▶ Tasks:
1. Using the spicebush entry, answer these questions:
(a) What Myaamia name does the entry give for spicebush?
(b) What part of the plant was cut into sticks or small pieces to make spicewood tea?
(c) What two animals are named as older game parboiled in spicebush?
2. Transcribe the spicebush entry word for word from "Entry Type: Species" to "some deciduous domts.".

Entry Type: Species
Species Name: Lindera benzoin -L. Blume-
Common Name: spicebush
Myaamia Name: wiinaahkatwi
Description:
Harvest Seasons: Spring
Harvest Comments:
Habitats: Beech-Oak-Maple Mixed Mesophytic, Dry Prairie grasslands, Conifer Swamp some deciduous domts.
Uses: Food, Medicinal
Locations: Undetermined
Reference Type: Related Info
Archival Data:
"Spicebush (Lindera benzoin) was also used as a remedy for aches and sluggishness much as our vitamin pills at the present time--not quite so costly, however".
Comments: N/A
Reference Type: Description
Archival Data:
"winaxkátwi spicebush, known in the south west as spicewood, a shrub with yellow flowers, tree is four feet high".
Comments: N/A
Reference Type: Use - Medicinal
Archival Data:
The stems of spicebush were used to make tea. "The Indians cut the stems into sticks or small pieces pour hot water over them and drink the infusion as spicewood tea".
Comments: N/A
Reference Type: Use - Medicinal/Food
Archival Data:
Used in tea as a tonic. "My mother used to use it, besides making spicebush tea, she used it to parboil older game like an old 'coon or an old woodchuck. To parboil 'em in it, it tenderized 'em. Or at least we thought it did."

▶ Information:

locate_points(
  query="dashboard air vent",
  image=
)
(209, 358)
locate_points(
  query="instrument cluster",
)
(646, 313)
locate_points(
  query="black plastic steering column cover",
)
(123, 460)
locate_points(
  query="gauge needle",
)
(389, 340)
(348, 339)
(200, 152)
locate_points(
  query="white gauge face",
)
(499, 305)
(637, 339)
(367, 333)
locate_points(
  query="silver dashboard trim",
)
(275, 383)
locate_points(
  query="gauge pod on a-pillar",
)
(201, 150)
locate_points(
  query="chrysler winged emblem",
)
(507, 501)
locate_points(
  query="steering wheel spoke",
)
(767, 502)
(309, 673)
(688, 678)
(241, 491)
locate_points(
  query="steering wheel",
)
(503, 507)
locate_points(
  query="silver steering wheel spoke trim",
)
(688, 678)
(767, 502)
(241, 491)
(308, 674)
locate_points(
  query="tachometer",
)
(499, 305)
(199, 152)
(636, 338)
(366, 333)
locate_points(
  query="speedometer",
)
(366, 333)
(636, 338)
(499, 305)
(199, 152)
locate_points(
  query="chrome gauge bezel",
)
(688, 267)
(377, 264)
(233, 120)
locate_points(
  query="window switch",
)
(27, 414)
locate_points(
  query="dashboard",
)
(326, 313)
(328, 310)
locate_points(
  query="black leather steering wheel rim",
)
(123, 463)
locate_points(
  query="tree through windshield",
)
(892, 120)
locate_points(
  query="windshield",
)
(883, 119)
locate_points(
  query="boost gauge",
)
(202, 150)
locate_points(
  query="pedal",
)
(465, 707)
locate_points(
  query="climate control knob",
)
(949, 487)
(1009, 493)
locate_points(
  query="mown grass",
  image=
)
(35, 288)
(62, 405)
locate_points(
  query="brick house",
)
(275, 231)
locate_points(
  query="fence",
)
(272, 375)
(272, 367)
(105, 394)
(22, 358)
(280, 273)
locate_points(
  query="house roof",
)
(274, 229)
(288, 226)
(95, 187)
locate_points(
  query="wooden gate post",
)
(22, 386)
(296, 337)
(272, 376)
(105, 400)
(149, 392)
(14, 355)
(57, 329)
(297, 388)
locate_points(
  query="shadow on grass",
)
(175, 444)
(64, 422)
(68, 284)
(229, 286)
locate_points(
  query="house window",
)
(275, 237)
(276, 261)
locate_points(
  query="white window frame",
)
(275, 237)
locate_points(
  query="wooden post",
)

▶ Answers given:
1.
(a) wiinaahkatwi
(b) The stems
(c) An old 'coon and an old woodchuck

2.
Entry Type: Species
Species Name: Lindera benzoin -L. Blume-
Common Name: spicebush
Myaamia Name: wiinaahkatwi
Description:
Harvest Seasons: Spring
Harvest Comments:
Habitats: Beech-Oak-Maple Mixed Mesophytic, Dry Prairie grasslands, Conifer Swamp some deciduous domts.